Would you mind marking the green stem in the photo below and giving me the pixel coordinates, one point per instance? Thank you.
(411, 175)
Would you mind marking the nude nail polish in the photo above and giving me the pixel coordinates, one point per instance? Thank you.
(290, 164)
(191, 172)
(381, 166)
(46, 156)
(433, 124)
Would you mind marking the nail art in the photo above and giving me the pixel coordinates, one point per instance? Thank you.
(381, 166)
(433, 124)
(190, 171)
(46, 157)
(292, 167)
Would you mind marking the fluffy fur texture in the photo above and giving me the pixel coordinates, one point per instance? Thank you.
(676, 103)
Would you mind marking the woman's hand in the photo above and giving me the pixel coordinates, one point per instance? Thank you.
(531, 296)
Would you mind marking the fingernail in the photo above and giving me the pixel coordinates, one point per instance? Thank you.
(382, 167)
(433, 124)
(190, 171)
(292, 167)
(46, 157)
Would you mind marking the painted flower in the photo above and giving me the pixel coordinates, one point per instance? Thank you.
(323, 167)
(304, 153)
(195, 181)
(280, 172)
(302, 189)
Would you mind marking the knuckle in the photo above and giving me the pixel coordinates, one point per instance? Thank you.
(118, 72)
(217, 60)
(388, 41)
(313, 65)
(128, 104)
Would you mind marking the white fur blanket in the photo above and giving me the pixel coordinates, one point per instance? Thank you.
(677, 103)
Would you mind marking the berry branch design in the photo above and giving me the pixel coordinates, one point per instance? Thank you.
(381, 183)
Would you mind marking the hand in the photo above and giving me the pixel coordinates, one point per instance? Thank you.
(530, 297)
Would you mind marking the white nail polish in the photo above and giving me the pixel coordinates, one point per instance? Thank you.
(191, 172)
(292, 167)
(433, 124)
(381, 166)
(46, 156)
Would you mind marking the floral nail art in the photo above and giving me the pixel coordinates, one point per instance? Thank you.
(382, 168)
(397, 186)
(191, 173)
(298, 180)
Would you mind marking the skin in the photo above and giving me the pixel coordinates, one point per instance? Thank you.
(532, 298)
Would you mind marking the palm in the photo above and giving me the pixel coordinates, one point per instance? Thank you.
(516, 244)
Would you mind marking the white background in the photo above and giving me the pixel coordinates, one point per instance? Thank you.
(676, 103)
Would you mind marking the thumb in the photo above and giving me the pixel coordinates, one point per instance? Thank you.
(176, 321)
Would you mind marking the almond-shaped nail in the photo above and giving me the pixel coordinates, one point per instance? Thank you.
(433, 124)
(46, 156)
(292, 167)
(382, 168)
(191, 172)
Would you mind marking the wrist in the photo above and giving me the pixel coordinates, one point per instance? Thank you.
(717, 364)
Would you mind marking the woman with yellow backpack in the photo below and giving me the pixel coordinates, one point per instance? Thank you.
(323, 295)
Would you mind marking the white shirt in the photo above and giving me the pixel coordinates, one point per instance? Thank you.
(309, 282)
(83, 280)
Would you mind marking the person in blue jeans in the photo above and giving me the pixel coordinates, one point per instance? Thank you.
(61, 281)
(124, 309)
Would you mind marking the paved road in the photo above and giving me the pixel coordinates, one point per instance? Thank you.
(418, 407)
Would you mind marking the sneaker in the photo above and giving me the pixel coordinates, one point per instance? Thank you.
• • •
REQUIRED WORK.
Set down each line from the line containing "Would you mind marking the person" through the final line of the data, exactly and with nothing added.

SOLUTION TO THIS EXERCISE.
Would you mind marking the person in blue jeans in the photo above and giving me the pixel coordinates, one point per instance? Thank you.
(61, 281)
(124, 309)
Would you mind marking the paved road in the photo above and giving me the pixel coordinates, one point per instance? Thank you.
(418, 407)
Would you mind marking the sneaker in the photo above and giving me the pixel coordinates, one point per instance? Thank you.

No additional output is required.